-- start Exercise materials --

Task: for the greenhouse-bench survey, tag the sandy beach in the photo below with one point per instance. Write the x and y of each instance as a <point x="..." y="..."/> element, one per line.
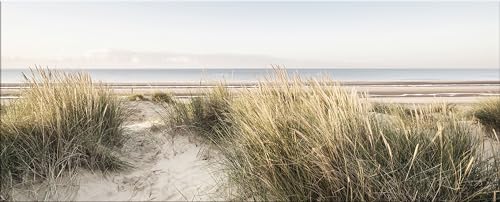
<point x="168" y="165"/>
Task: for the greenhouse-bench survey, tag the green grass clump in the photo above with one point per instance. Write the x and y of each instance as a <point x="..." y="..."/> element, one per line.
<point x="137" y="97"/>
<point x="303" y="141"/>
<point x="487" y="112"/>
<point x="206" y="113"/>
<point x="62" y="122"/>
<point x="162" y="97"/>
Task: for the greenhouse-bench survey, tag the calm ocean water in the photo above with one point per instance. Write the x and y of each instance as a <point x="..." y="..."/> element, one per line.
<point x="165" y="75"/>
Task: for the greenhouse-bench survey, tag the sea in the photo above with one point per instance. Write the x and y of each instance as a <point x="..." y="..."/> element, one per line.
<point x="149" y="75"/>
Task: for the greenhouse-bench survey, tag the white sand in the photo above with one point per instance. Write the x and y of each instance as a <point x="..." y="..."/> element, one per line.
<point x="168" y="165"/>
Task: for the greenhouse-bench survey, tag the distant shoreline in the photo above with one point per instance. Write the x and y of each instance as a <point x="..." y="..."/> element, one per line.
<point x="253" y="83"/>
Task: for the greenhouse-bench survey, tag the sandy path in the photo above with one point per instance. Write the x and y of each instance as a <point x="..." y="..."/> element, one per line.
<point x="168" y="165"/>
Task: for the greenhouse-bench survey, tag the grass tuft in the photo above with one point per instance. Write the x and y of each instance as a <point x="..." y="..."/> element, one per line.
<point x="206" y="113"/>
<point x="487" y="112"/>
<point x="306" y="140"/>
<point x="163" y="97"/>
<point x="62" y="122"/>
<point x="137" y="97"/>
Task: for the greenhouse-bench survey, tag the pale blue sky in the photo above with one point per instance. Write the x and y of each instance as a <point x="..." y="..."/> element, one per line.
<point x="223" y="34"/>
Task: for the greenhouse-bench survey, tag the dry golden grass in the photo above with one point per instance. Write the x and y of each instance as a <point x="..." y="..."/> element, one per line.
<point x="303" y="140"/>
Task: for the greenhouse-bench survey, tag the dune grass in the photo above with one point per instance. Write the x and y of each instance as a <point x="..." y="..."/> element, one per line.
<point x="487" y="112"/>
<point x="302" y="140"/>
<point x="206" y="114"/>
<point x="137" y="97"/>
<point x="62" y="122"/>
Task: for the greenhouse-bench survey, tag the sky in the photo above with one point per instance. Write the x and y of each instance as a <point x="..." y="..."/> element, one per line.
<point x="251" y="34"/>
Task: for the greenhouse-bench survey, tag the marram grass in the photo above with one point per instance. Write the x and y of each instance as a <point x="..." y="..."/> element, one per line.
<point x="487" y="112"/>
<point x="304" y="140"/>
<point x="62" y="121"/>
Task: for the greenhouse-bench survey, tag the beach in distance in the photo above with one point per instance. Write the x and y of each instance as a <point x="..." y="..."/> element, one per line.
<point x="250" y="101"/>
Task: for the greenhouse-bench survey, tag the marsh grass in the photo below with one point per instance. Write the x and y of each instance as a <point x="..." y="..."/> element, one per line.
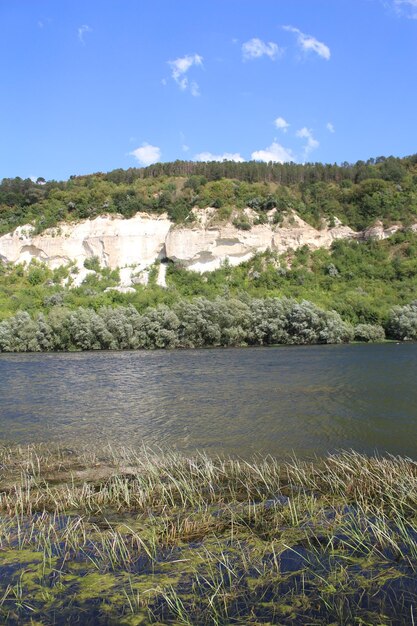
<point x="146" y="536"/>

-- end Exercise materials --

• [Task to complete]
Reproduce all of the records above verbatim, but leave out the pictures.

• [Solution to the exercise]
Task: for the greenhouse-bench survey, tag the sandy beach in the photo below with one point per instance. Write the x and y of each instance as a <point x="..." y="..."/> element, one per line.
<point x="168" y="165"/>
Task: for the greenhouse-bench survey, tag the green grass clump in the photo above with one point per instance. Write the x and y of each instance as a <point x="..." y="..."/> element, one per line.
<point x="137" y="97"/>
<point x="303" y="141"/>
<point x="487" y="112"/>
<point x="206" y="113"/>
<point x="62" y="122"/>
<point x="162" y="97"/>
Task: for the greenhouse-bench survey, tag the calm ocean water in the photo above with one point per instance. Write the x and y of each instance as a <point x="..." y="..."/> element, one per line.
<point x="165" y="75"/>
Task: for the greenhouse-bench survey, tag the sea in the photo above with one point per instance. Write the x and y of each instance as a <point x="..." y="..."/> element, one per line.
<point x="149" y="75"/>
Task: for the greenhouse-bench survey, tag the white sand in the photo above with one point per instance. Write the x and y of each instance as a <point x="..." y="..."/> element, one per line.
<point x="168" y="165"/>
Task: for the greenhouse-bench survey, tag the distant shoreline in the photo above with one point per instance. Write the x and y of each instance as a <point x="..." y="..."/> element, one per line.
<point x="253" y="83"/>
Task: for the greenhouse-bench survey, tag the sandy path in the photo above with one point per instance. Write the x and y of each instance as a <point x="..." y="..."/> element, one per line.
<point x="168" y="165"/>
Task: for the greenhouse-bench survey, tag the grass tuft in the photo above with one point per instance. Write the x and y of each instance as a <point x="..." y="..."/> element, one per line.
<point x="206" y="113"/>
<point x="487" y="112"/>
<point x="306" y="140"/>
<point x="163" y="97"/>
<point x="62" y="122"/>
<point x="137" y="97"/>
Task: for the greenhouse-bench survey, tag the pale blue sky in the photo above with one point per instance. Write the x and y of each instance as a <point x="..." y="..."/> element, one per line.
<point x="223" y="34"/>
Task: for the greenhouse-bench survey, tag the dry golden grass in the photo above with one point per instance. Write the x and y of each instance as a <point x="..." y="..."/> element, one per line.
<point x="303" y="140"/>
Task: for the greenhouse-bench survey, tag the dune grass in the photo above with one point per instance. Write the x and y of each instance as a <point x="..." y="..."/> element, one per line.
<point x="487" y="112"/>
<point x="302" y="140"/>
<point x="206" y="114"/>
<point x="137" y="97"/>
<point x="62" y="122"/>
Task: for the greenhouse-bench survey, tag the sky in the photo above with one point per instance. Write the x and y of each instance as a <point x="..." y="..."/> element, one per line.
<point x="251" y="34"/>
Task: for the greenhouse-bench survey, tag the marram grass in the photo above with one point per instance. Write the x and y of each instance as a <point x="..." y="..."/> element, one per line.
<point x="487" y="112"/>
<point x="304" y="140"/>
<point x="62" y="121"/>
Task: for the greenhouse-bench survey, tag the beach in distance in the photo above with one point per instance. Write the x and y of each instance as a <point x="..." y="..."/> element, one per line.
<point x="250" y="101"/>
Task: for the greenhouse-bench survey, tag the marsh grass in the photo below with one point per instance. Write the x and y of each instance as a <point x="..." y="..."/> element, one per line.
<point x="146" y="536"/>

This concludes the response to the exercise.